━━━ Input records ━━━

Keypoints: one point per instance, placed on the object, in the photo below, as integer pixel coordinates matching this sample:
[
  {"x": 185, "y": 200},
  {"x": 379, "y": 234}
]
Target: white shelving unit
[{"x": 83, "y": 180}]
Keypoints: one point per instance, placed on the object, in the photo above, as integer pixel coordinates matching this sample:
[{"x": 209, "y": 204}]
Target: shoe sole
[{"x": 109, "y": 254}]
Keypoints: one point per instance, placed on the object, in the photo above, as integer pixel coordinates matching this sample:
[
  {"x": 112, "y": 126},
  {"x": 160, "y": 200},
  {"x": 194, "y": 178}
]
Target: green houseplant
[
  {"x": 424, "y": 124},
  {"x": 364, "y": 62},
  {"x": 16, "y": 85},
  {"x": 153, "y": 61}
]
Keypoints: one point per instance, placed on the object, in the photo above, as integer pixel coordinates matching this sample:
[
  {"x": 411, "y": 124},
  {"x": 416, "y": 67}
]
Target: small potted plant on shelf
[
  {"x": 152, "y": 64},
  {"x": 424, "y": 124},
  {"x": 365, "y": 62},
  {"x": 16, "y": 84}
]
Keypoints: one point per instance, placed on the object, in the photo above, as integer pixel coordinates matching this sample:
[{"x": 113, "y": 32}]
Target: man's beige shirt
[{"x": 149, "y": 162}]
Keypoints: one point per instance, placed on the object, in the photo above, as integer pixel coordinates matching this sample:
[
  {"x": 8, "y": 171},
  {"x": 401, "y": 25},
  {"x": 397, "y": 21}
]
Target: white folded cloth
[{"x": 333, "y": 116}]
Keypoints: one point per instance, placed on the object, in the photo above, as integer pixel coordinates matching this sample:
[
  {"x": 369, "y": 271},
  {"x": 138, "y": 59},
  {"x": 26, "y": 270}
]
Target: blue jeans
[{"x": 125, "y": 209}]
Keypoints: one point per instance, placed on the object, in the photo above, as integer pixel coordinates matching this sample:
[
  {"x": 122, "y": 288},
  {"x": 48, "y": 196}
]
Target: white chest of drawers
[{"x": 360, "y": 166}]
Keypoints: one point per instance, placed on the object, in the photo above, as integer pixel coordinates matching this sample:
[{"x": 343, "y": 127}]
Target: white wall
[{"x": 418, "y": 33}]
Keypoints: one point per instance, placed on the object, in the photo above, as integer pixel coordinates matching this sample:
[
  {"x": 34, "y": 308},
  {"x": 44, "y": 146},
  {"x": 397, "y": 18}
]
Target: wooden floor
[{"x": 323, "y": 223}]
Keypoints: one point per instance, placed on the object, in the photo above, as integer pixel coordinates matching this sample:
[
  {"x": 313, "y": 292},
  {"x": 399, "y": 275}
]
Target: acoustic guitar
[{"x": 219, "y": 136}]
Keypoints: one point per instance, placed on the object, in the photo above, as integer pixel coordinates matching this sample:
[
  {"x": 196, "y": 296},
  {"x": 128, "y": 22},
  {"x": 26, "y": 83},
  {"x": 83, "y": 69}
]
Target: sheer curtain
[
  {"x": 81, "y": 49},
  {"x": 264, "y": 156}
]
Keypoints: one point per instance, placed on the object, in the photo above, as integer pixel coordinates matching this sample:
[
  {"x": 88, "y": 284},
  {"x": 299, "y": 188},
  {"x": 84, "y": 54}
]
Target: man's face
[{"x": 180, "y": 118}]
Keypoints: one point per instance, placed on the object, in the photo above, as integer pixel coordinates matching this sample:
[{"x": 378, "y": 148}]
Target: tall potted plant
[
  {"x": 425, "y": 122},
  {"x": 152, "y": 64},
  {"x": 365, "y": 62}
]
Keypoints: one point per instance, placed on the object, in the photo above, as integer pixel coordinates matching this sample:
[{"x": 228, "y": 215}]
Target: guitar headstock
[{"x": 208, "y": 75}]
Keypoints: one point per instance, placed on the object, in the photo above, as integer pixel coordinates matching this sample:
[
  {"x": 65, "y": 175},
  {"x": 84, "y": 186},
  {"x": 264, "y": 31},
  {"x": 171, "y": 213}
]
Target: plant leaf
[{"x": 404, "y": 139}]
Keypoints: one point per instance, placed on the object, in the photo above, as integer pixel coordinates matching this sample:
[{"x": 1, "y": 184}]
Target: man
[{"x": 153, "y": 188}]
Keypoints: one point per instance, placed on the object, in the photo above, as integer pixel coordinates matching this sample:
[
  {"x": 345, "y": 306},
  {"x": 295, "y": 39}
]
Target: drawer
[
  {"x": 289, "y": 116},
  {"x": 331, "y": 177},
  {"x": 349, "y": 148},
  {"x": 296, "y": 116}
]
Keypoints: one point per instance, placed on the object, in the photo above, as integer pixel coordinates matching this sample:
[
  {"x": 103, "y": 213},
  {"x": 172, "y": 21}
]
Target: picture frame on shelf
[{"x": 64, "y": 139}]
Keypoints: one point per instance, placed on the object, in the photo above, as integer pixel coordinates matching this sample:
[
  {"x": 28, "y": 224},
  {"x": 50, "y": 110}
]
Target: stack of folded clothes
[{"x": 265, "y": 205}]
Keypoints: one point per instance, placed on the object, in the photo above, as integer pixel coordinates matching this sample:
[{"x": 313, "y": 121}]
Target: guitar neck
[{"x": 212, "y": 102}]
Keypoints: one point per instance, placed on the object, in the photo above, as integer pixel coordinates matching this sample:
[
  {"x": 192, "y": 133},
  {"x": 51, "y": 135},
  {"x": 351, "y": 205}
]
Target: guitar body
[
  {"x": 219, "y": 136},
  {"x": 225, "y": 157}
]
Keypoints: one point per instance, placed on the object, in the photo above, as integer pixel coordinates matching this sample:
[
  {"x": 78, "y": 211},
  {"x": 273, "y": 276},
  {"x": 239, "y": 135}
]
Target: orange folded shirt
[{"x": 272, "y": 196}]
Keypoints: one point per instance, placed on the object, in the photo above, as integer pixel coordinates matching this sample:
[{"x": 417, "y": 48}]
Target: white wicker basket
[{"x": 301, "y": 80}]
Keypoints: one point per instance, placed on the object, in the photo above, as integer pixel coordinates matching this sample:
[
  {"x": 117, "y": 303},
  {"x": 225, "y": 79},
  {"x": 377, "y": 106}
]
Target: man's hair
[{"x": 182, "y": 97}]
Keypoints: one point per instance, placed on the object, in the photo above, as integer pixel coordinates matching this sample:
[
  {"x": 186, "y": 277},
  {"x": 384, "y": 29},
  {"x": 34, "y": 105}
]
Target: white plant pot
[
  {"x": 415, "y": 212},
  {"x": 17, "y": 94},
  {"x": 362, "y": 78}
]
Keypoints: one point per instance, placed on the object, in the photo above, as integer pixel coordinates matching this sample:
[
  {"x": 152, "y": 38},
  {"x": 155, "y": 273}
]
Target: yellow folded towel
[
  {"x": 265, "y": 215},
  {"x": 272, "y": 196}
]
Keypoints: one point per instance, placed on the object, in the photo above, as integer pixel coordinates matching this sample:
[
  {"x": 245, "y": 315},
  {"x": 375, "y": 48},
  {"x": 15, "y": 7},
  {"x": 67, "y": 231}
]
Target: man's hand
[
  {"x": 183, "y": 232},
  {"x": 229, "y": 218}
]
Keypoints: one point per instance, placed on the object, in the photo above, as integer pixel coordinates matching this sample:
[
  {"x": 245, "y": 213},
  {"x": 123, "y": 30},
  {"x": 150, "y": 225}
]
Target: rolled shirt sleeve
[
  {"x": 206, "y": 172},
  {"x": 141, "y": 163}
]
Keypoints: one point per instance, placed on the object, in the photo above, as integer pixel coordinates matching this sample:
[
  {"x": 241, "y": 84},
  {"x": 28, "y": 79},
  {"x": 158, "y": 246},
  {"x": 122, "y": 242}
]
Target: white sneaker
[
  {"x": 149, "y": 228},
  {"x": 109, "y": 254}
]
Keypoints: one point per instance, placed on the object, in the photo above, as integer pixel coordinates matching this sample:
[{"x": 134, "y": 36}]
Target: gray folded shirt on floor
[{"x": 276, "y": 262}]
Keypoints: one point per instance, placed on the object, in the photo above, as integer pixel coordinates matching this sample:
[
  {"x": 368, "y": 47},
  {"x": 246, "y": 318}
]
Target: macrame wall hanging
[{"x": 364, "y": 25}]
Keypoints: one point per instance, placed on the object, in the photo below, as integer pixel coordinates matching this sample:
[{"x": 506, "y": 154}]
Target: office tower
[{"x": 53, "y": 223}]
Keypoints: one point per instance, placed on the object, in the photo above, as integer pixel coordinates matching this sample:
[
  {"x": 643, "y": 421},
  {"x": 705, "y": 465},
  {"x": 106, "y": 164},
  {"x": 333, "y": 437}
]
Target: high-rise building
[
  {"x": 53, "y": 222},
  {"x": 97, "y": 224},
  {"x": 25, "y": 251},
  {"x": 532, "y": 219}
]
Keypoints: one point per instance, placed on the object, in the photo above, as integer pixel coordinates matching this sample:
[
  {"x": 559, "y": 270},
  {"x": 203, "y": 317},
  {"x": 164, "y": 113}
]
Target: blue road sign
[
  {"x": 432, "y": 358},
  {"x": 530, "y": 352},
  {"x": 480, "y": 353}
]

━━━

Exercise instructions:
How many lines in the records above contain the string "shirt"? Reply with the number alone.

Full output:
4